> _SHORT EXERCISE_: Express every line of the records below as a JSON list of strings, one string per line, with blank lines skipped and the pictures left out.

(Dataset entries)
>> BEGIN
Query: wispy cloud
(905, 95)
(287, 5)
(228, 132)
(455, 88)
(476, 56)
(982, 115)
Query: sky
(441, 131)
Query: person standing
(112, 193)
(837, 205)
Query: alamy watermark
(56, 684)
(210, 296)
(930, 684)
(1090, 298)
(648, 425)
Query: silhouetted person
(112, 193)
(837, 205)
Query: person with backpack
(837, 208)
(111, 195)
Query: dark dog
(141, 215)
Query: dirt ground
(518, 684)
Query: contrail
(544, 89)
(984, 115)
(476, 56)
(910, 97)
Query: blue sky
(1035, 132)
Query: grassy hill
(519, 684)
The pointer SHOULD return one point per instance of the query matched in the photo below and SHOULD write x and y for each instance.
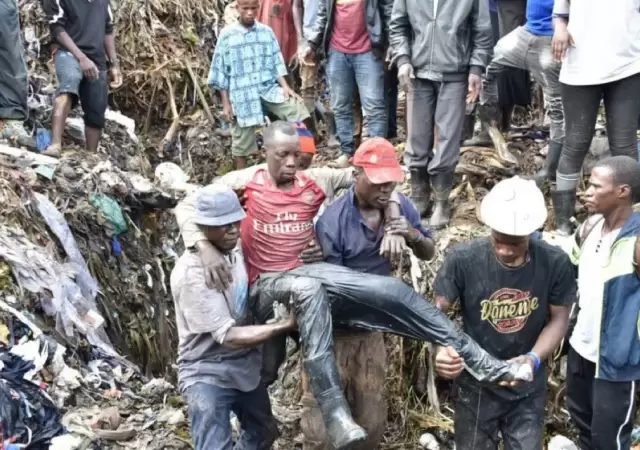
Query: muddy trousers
(435, 111)
(14, 80)
(603, 411)
(209, 409)
(362, 359)
(480, 415)
(322, 294)
(581, 105)
(524, 50)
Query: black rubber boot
(420, 189)
(564, 207)
(342, 430)
(548, 172)
(332, 138)
(441, 184)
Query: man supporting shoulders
(219, 358)
(350, 232)
(514, 293)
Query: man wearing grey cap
(220, 357)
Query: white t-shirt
(607, 40)
(585, 336)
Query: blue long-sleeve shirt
(539, 17)
(347, 240)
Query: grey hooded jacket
(377, 16)
(443, 40)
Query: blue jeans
(209, 410)
(366, 71)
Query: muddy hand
(313, 253)
(449, 364)
(521, 370)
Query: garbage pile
(87, 236)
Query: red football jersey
(279, 224)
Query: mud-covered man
(281, 203)
(249, 71)
(86, 47)
(515, 294)
(219, 358)
(350, 233)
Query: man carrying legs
(86, 46)
(441, 50)
(281, 204)
(514, 293)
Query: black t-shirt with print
(505, 309)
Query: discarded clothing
(27, 415)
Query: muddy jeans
(322, 294)
(524, 50)
(603, 411)
(480, 415)
(581, 105)
(209, 409)
(362, 359)
(440, 106)
(366, 72)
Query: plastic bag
(27, 415)
(111, 211)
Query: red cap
(377, 157)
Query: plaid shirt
(247, 63)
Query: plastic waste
(28, 416)
(110, 210)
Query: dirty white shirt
(586, 334)
(607, 40)
(203, 318)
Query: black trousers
(581, 104)
(481, 414)
(603, 411)
(14, 80)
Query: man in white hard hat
(515, 293)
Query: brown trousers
(362, 359)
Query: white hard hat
(514, 207)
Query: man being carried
(14, 82)
(86, 39)
(350, 233)
(515, 294)
(603, 365)
(441, 50)
(529, 47)
(219, 358)
(281, 204)
(249, 71)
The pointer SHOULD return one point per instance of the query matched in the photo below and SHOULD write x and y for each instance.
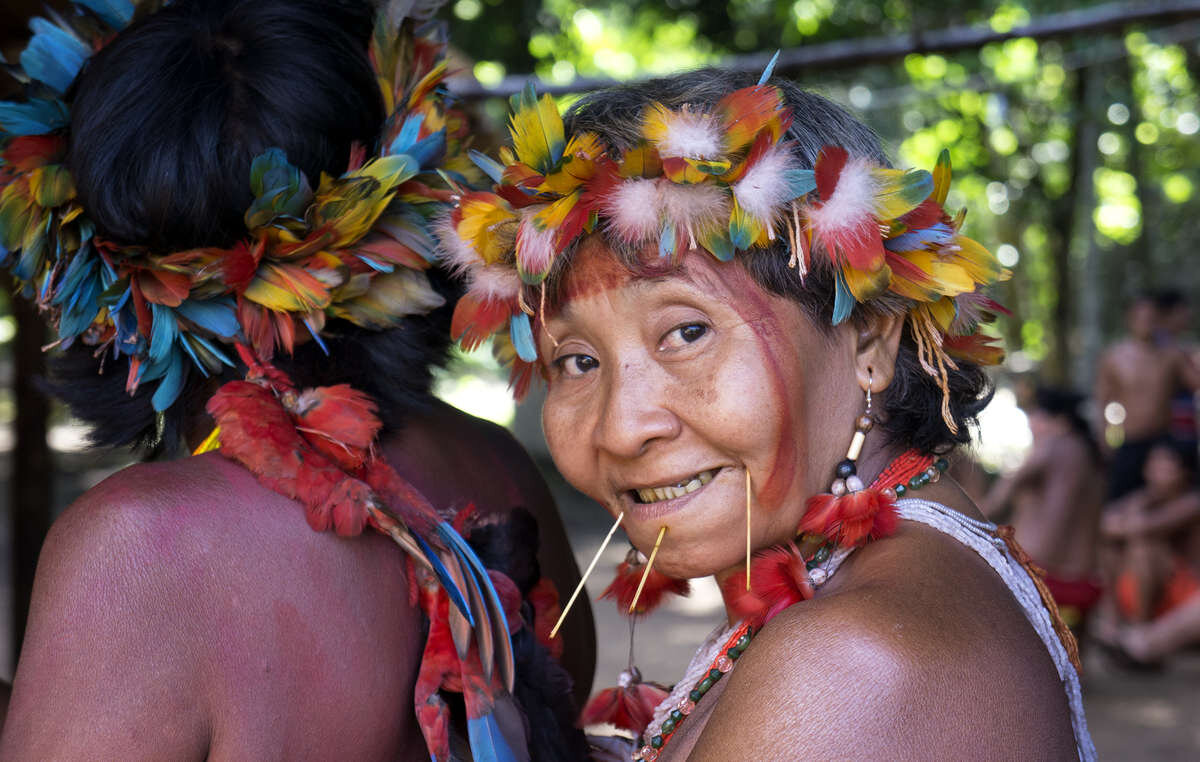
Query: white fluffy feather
(454, 252)
(691, 135)
(695, 208)
(499, 282)
(852, 202)
(635, 210)
(762, 190)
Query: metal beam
(861, 52)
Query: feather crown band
(724, 179)
(355, 247)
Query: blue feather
(171, 385)
(444, 577)
(196, 358)
(162, 334)
(843, 300)
(939, 234)
(490, 167)
(117, 13)
(473, 564)
(211, 349)
(54, 55)
(316, 336)
(37, 117)
(522, 337)
(487, 743)
(799, 183)
(216, 316)
(771, 69)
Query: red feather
(629, 706)
(339, 421)
(546, 609)
(629, 576)
(828, 169)
(475, 318)
(779, 577)
(852, 519)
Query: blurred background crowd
(1072, 129)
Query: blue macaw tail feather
(499, 623)
(486, 742)
(444, 577)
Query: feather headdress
(354, 249)
(726, 180)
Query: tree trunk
(33, 466)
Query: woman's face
(665, 391)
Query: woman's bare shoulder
(917, 653)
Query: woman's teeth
(657, 495)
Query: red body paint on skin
(748, 300)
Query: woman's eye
(576, 364)
(684, 335)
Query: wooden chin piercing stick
(595, 558)
(748, 529)
(646, 574)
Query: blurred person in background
(1143, 377)
(1175, 317)
(1056, 497)
(1152, 539)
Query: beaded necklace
(909, 472)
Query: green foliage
(1011, 114)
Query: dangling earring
(851, 514)
(637, 589)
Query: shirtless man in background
(1056, 496)
(1141, 376)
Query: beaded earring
(851, 514)
(637, 588)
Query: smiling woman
(759, 341)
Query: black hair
(911, 414)
(1183, 451)
(1068, 405)
(166, 121)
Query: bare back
(1143, 378)
(184, 611)
(1057, 509)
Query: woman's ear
(875, 353)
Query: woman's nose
(635, 415)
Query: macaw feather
(287, 288)
(748, 112)
(534, 249)
(537, 130)
(389, 297)
(489, 225)
(477, 316)
(900, 191)
(521, 334)
(634, 210)
(942, 178)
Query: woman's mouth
(672, 491)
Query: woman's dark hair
(166, 121)
(913, 401)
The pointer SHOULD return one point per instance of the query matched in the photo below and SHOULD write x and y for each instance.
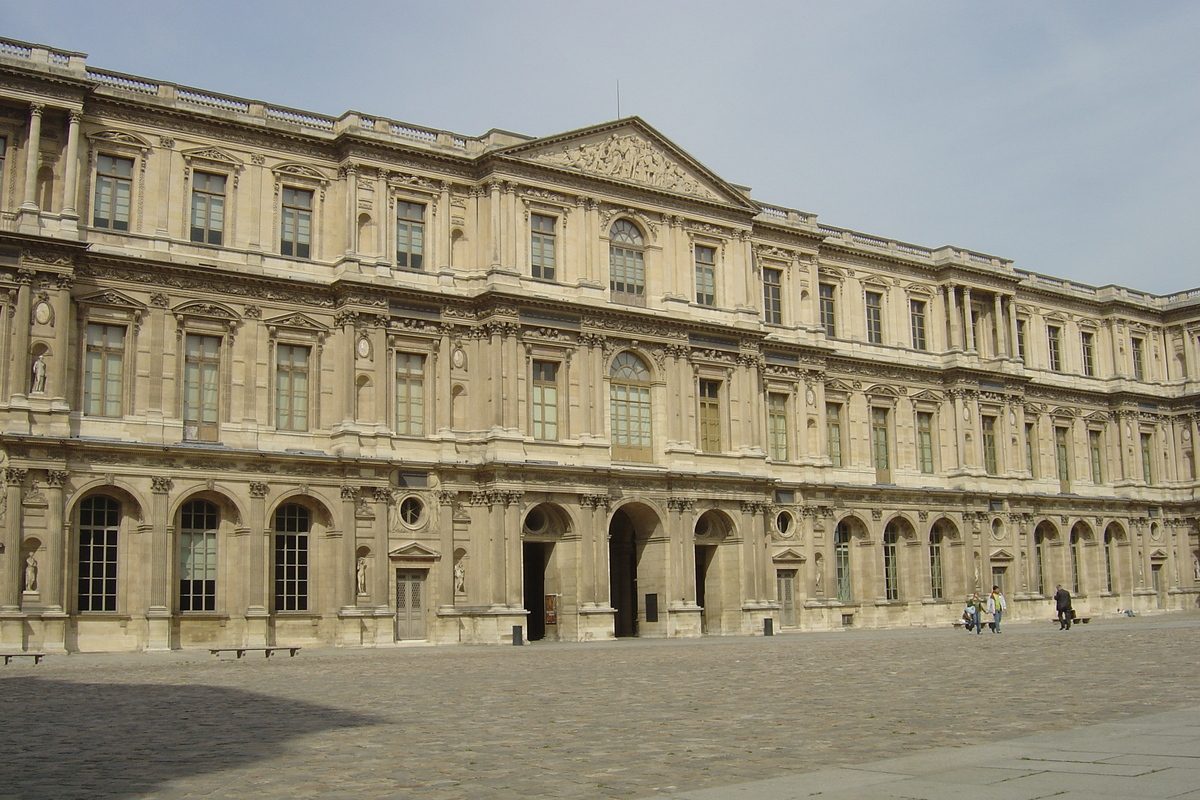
>> END
> _WRITTEN SOLUTION_:
[
  "Query: wispy cloud",
  "(905, 95)",
  "(287, 5)",
  "(228, 132)",
  "(455, 88)",
  "(476, 56)",
  "(982, 115)",
  "Query: sky",
  "(441, 131)",
  "Query: person standing",
  "(112, 193)",
  "(837, 205)",
  "Query: alamy watermark",
  "(56, 684)",
  "(210, 296)",
  "(930, 684)",
  "(1090, 298)",
  "(648, 425)",
  "Query: silhouetted person",
  "(112, 193)",
  "(837, 205)",
  "Query: person with backpack",
  "(837, 208)",
  "(111, 195)",
  "Query: dark dog",
  "(141, 215)",
  "Query: dirt ground",
  "(518, 684)",
  "Query: contrail",
  "(544, 89)",
  "(984, 115)",
  "(476, 56)",
  "(910, 97)",
  "Query: blue sky",
  "(1035, 132)",
  "Query: grassy hill",
  "(519, 684)",
  "The pointer SHOULD return one point per instance of the query matched in the photo below and SHOULD write x and y for each instance.",
  "Query: muddy trousers",
  "(435, 111)",
  "(14, 80)",
  "(603, 411)",
  "(209, 409)",
  "(362, 359)",
  "(480, 415)",
  "(322, 294)",
  "(581, 105)",
  "(524, 50)",
  "Query: black rubber boot",
  "(420, 189)",
  "(564, 207)",
  "(342, 430)",
  "(548, 172)",
  "(332, 138)",
  "(441, 184)",
  "Query: man supporting shoulders",
  "(219, 358)",
  "(350, 232)",
  "(514, 293)",
  "Query: man wearing grey cap",
  "(220, 357)",
  "Query: white t-shirt",
  "(607, 40)",
  "(585, 336)",
  "Query: blue long-sleeve shirt",
  "(539, 17)",
  "(347, 240)",
  "Query: grey hooded jacket",
  "(377, 16)",
  "(443, 40)",
  "Query: blue jeans",
  "(209, 410)",
  "(366, 71)",
  "Query: muddy hand",
  "(313, 253)",
  "(449, 364)",
  "(521, 370)",
  "Query: garbage pile",
  "(87, 236)",
  "Query: red football jersey",
  "(279, 224)",
  "Query: mud-covered man",
  "(281, 203)",
  "(249, 71)",
  "(86, 47)",
  "(515, 294)",
  "(219, 358)",
  "(350, 233)",
  "Query: man carrying legs",
  "(86, 46)",
  "(441, 50)",
  "(281, 204)",
  "(514, 293)",
  "Query: black t-shirt with print",
  "(505, 309)",
  "Query: discarded clothing",
  "(27, 415)",
  "Query: muddy jeans",
  "(322, 294)",
  "(524, 50)",
  "(603, 411)",
  "(480, 415)",
  "(581, 105)",
  "(209, 409)",
  "(362, 359)",
  "(440, 106)",
  "(366, 72)",
  "Query: plastic bag",
  "(27, 415)",
  "(111, 211)",
  "Query: red cap",
  "(377, 157)",
  "Query: plaid shirt",
  "(247, 63)",
  "Query: plastic waste",
  "(28, 416)",
  "(110, 210)",
  "Query: dirty white shirt",
  "(586, 334)",
  "(607, 40)",
  "(203, 318)",
  "Query: black trousers",
  "(581, 104)",
  "(481, 414)",
  "(603, 411)",
  "(14, 80)",
  "Query: man in white hard hat",
  "(515, 293)",
  "Query: brown trousers",
  "(362, 359)",
  "Query: white hard hat",
  "(514, 207)",
  "Query: man being carried",
  "(14, 82)",
  "(86, 39)",
  "(350, 233)",
  "(515, 294)",
  "(603, 365)",
  "(441, 50)",
  "(529, 47)",
  "(219, 358)",
  "(281, 204)",
  "(249, 71)",
  "The pointer SHOULD return one point per instance of the query matched in the photo below and SHOULD write x and y for each instance.",
  "Query: white fluffy feather",
  "(454, 252)",
  "(691, 135)",
  "(695, 208)",
  "(499, 282)",
  "(852, 202)",
  "(635, 210)",
  "(762, 190)",
  "Query: metal beam",
  "(861, 52)",
  "Query: feather crown band",
  "(724, 179)",
  "(355, 247)",
  "Query: blue feather",
  "(171, 385)",
  "(444, 577)",
  "(196, 358)",
  "(162, 334)",
  "(843, 300)",
  "(939, 234)",
  "(490, 167)",
  "(117, 13)",
  "(473, 564)",
  "(211, 349)",
  "(54, 55)",
  "(316, 336)",
  "(37, 117)",
  "(522, 337)",
  "(487, 743)",
  "(799, 183)",
  "(216, 316)",
  "(771, 69)",
  "Query: red feather",
  "(629, 706)",
  "(339, 421)",
  "(546, 609)",
  "(629, 576)",
  "(828, 169)",
  "(475, 318)",
  "(779, 577)",
  "(852, 519)",
  "Query: blurred background crowd",
  "(1072, 129)",
  "Query: blue macaw tail feather",
  "(499, 623)",
  "(486, 742)",
  "(444, 577)",
  "Query: feather headdress",
  "(354, 249)",
  "(726, 180)",
  "Query: tree trunk",
  "(33, 466)",
  "Query: woman's face",
  "(665, 391)",
  "Query: woman's bare shoulder",
  "(917, 653)",
  "Query: woman's teeth",
  "(657, 495)",
  "Query: red body paint on skin",
  "(748, 300)",
  "Query: woman's eye",
  "(576, 364)",
  "(684, 335)",
  "Query: wooden chin piercing stick",
  "(595, 558)",
  "(748, 529)",
  "(646, 574)",
  "Query: blurred person in background",
  "(1143, 377)",
  "(1175, 317)",
  "(1056, 497)",
  "(1152, 539)",
  "Query: beaded necklace",
  "(909, 472)",
  "Query: green foliage",
  "(1011, 114)",
  "Query: dangling earring",
  "(851, 514)",
  "(637, 589)",
  "Query: shirtless man in background",
  "(1056, 496)",
  "(1141, 376)",
  "Query: beaded earring",
  "(851, 514)",
  "(637, 588)",
  "Query: smiling woman",
  "(759, 341)",
  "Query: black hair",
  "(911, 414)",
  "(1183, 451)",
  "(1068, 405)",
  "(166, 121)",
  "Query: bare back",
  "(1143, 378)",
  "(184, 611)",
  "(1057, 509)",
  "Query: woman's ear",
  "(875, 353)",
  "Query: woman's nose",
  "(635, 415)",
  "Query: macaw feather",
  "(287, 288)",
  "(748, 112)",
  "(534, 249)",
  "(537, 130)",
  "(389, 297)",
  "(489, 225)",
  "(477, 316)",
  "(900, 191)",
  "(521, 334)",
  "(634, 210)",
  "(942, 178)",
  "Query: woman's mouth",
  "(672, 491)",
  "Query: woman's dark hair",
  "(166, 121)",
  "(913, 401)",
  "The pointer SHOULD return one point per instance of the query matched in the photo below and SHOULD write x and y for each instance."
]